>>>>>
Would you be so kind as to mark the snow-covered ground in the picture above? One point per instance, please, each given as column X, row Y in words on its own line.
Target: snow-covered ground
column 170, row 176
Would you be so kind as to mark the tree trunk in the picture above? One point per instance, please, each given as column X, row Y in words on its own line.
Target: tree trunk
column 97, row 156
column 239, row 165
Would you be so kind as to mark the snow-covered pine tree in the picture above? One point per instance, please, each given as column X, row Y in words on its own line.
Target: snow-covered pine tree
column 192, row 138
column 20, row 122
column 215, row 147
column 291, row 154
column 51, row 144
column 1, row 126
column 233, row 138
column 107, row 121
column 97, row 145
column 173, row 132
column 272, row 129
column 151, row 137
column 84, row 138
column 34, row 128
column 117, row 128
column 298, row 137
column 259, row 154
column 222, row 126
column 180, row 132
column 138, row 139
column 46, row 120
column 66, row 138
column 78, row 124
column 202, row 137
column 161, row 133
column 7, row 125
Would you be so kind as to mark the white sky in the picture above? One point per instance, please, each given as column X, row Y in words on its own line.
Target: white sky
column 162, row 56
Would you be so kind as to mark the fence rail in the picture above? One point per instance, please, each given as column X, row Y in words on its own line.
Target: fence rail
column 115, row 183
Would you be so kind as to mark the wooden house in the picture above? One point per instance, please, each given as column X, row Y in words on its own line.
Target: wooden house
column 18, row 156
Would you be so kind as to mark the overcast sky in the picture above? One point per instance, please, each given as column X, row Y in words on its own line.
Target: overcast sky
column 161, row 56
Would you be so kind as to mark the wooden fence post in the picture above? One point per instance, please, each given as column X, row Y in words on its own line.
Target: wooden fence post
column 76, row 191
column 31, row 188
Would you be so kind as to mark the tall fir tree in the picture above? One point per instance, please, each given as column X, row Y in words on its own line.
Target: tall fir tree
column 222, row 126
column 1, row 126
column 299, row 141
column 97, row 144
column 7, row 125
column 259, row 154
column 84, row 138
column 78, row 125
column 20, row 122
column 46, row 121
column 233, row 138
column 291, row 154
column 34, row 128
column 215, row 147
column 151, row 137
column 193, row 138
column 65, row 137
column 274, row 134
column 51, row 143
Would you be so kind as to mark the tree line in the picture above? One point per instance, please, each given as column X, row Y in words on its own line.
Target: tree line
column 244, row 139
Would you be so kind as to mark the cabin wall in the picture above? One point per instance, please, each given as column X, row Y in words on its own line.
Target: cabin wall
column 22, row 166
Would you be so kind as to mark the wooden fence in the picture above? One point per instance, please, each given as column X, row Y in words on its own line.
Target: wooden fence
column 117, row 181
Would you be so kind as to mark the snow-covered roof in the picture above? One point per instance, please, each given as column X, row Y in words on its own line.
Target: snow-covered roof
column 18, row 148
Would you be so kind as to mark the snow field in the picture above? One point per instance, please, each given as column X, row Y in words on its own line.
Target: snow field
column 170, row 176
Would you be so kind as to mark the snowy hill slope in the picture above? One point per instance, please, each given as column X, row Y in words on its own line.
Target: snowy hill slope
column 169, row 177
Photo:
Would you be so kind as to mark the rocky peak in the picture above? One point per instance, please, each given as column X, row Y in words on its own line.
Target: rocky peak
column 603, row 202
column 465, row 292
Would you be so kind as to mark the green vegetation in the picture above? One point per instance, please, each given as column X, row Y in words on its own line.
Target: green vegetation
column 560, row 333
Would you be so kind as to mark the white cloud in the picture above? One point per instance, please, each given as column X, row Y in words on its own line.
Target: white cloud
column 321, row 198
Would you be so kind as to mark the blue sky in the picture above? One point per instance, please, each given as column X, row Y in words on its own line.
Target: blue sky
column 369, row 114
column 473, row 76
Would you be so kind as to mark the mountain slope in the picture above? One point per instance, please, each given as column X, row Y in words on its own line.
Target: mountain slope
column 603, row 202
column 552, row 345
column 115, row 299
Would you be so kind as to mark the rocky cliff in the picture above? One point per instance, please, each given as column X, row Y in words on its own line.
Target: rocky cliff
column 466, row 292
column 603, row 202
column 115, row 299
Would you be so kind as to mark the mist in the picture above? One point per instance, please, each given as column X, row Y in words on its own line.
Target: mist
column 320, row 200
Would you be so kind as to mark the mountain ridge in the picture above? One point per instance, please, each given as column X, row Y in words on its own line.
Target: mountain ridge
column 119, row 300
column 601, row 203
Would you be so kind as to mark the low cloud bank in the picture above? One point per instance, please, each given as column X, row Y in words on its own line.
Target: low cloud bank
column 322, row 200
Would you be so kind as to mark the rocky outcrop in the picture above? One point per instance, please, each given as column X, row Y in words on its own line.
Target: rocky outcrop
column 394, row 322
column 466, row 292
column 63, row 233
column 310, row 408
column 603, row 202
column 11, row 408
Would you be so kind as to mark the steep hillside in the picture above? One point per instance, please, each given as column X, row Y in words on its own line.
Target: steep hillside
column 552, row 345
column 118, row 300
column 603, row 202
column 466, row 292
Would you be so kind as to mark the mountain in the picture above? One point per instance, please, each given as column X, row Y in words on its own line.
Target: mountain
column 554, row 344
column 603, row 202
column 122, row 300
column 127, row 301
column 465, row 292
<<<<<
→ TASK TO COMPLETE
Output an identical copy of every record above.

→ COMPLETED EXERCISE
Would you be so kind as to mark the snow-covered ground in the picture above? One point per instance, please, each given as column X, row Y in words on its own line.
Target: snow-covered ground
column 170, row 176
Would you be so kind as to mark the tree trunk in the picture above? One point per instance, please, each given as column X, row Y in words on its own line.
Target: tree trunk
column 97, row 156
column 239, row 165
Would you be so kind as to mark the snow-covered pine tree in the picture above? One point per instance, please, each given as column X, row Y in words on its own line.
Target: snow-covered pine tree
column 192, row 138
column 20, row 122
column 215, row 147
column 291, row 154
column 51, row 144
column 1, row 126
column 233, row 138
column 107, row 121
column 97, row 145
column 173, row 132
column 272, row 129
column 151, row 137
column 84, row 138
column 34, row 128
column 117, row 128
column 298, row 137
column 259, row 154
column 222, row 126
column 180, row 132
column 138, row 139
column 46, row 120
column 66, row 138
column 78, row 124
column 202, row 137
column 161, row 133
column 7, row 125
Would you be so kind as to mark the white sky in the picture above? One point per instance, please, each given as column X, row Y in words on its own line.
Target: white sky
column 162, row 56
Would you be so kind as to mark the fence rail in the picture above? One point per instance, please, each given as column X, row Y in words on its own line.
Target: fence rail
column 115, row 183
Would you be so kind as to mark the wooden house in the picture above? One point per instance, please, each given as column X, row Y in words on its own line.
Target: wooden house
column 18, row 156
Would you be so kind as to mark the overcast sky in the picture above? One point per instance, please, each given as column X, row Y in words on its own line.
Target: overcast sky
column 161, row 56
Would you be so kind as to mark the wooden fence post in the picture above? One point per instance, please, each given as column X, row Y in words on its own line.
Target: wooden fence post
column 76, row 191
column 31, row 188
Would you be so kind as to mark the tall fir tree in the picture above? One point per instance, please, each given as column X, row Y in words on its own line.
Target: tall fir tree
column 222, row 126
column 1, row 126
column 299, row 141
column 97, row 144
column 7, row 125
column 259, row 154
column 84, row 138
column 78, row 125
column 20, row 122
column 46, row 121
column 233, row 138
column 291, row 154
column 34, row 128
column 215, row 147
column 151, row 137
column 193, row 138
column 65, row 137
column 274, row 134
column 51, row 143
Would you be so kind as to mark the tree line in the picture above? One point per instance, please, each given as column X, row Y in words on its own line.
Target: tree line
column 244, row 139
Would you be so kind as to mark the cabin wall in the picture above? One point per instance, please, each given as column X, row Y in words on its own line.
Target: cabin wall
column 22, row 166
Would you be so kind as to mark the wooden fence in the picture above? One point per instance, please, each given as column X, row Y in words on its own line.
Target: wooden fence
column 117, row 181
Would you be so kind as to mark the snow-covered roof in the picture above? One point per instance, please, each given as column X, row Y in words on its own line.
Target: snow-covered roof
column 18, row 148
Would you be so kind as to mark the snow field in the picture above? One point per instance, please, each given as column X, row Y in words on its own line.
Target: snow field
column 170, row 176
Would you be so kind as to mark the snowy hill slope in the picture above? One point per instance, please, each given as column X, row Y in words on its own line.
Target: snowy hill slope
column 169, row 177
Photo:
Would you be so kind as to mark the rocky peak in the picture above? One point per instance, please, each given as column X, row Y in words on its own line.
Target: rocky peak
column 603, row 202
column 465, row 292
Would you be so kind as to mark the green vegetation in the picture above? One point per instance, please, each given as column X, row Y in words on its own line.
Target: green vegetation
column 560, row 333
Would you be so kind as to mark the white cloud in the picture above? One point per instance, please, each given as column X, row Y in words on its own line.
Target: white cloud
column 321, row 198
Would you be so kind as to mark the blue sky in the picture above? One point per instance, please, each given as column X, row Y in words on its own line.
Target: blue sky
column 369, row 114
column 473, row 76
Would you be so kind as to mark the mountain slope in the picture above? One point per instance, please, each given as column X, row Y in words on its own line.
Target: mountain slope
column 603, row 202
column 552, row 345
column 115, row 299
Would you be so kind as to mark the rocky cliff in the picture above? One point per instance, please, each given as column X, row Y in words on its own line.
Target: rocky cliff
column 466, row 292
column 603, row 202
column 115, row 299
Would you be so kind as to mark the mist in the picture above? One point per instance, please, each given as column X, row Y in words on its own line.
Target: mist
column 320, row 200
Would you be so kind as to mark the mountain ridge in the picture above? One point per instance, please, each given as column X, row Y in words on its own line.
Target: mountain ridge
column 119, row 300
column 601, row 203
Would you be so kind as to mark the low cloud bank in the picture above? One point per instance, please, each given as column X, row Y in words on its own line.
Target: low cloud bank
column 322, row 200
Would you be so kind as to mark the rocky outcrop in the picture above? One point per instance, please, each given as column X, row Y in words on its own line.
Target: rocky outcrop
column 394, row 322
column 466, row 292
column 63, row 233
column 310, row 408
column 603, row 202
column 11, row 408
Would you be so kind as to mark the steep hillside in the picture above? One point per instance, please, each given as column X, row Y in words on its own line.
Target: steep hillside
column 552, row 345
column 118, row 300
column 603, row 202
column 466, row 292
Would you be so kind as to mark the mountain in the picture above? One point per instance, please, each given as column X, row Y in words on its own line.
Target: mountain
column 554, row 344
column 603, row 202
column 122, row 300
column 127, row 301
column 465, row 292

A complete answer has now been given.